Given information:
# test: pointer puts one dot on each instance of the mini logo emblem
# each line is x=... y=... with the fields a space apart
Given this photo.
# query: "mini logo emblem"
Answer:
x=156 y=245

Task brief: Reproduce the entries above, replacing "emblem" with "badge" wherever it occurs and leaving everything else unchanged.

Solution below:
# test: pointer puts one dot on each instance of the mini logo badge
# each line is x=... y=... with the fields a space apart
Given this photo.
# query: "mini logo badge"
Answer:
x=156 y=245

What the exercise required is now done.